-- Start ENTRIES SUPPLIED --

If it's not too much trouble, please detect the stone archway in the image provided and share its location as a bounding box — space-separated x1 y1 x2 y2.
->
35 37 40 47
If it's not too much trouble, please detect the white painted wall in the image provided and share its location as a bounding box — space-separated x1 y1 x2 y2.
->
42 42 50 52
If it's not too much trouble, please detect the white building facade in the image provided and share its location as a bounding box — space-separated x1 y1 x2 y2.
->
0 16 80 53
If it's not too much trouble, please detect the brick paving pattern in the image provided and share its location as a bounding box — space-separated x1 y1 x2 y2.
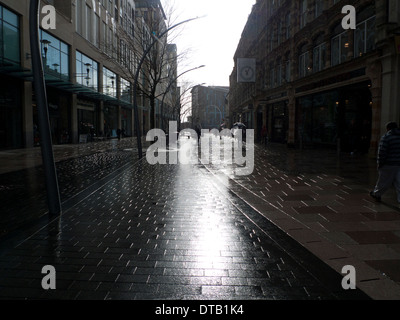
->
0 139 365 300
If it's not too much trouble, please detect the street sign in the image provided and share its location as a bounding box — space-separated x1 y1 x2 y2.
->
237 58 256 83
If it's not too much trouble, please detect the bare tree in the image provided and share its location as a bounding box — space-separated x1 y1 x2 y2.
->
102 0 193 132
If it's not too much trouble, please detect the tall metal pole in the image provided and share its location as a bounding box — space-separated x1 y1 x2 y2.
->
161 65 205 130
133 17 199 159
29 0 61 216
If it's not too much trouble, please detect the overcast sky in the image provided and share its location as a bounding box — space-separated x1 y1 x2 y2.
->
162 0 256 86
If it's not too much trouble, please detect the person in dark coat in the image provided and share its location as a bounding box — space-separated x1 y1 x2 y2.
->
370 122 400 203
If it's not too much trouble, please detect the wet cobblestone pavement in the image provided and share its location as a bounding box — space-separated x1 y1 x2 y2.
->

-- End ENTRIES SUPPLIED --

AIM: List every line in the listing above that contains the word "white", treating uppercase and lowercase as different.

FINAL ANSWER:
If it's not too much trouble, please detect the white painted wall in the image provided and share its location as a bounding box — space-separated x1 y1 x2 y2.
If it's not too much trouble, please detect the white building facade in the image provided and share its location as a bounding box — space-separated x1 y1 x2 y2.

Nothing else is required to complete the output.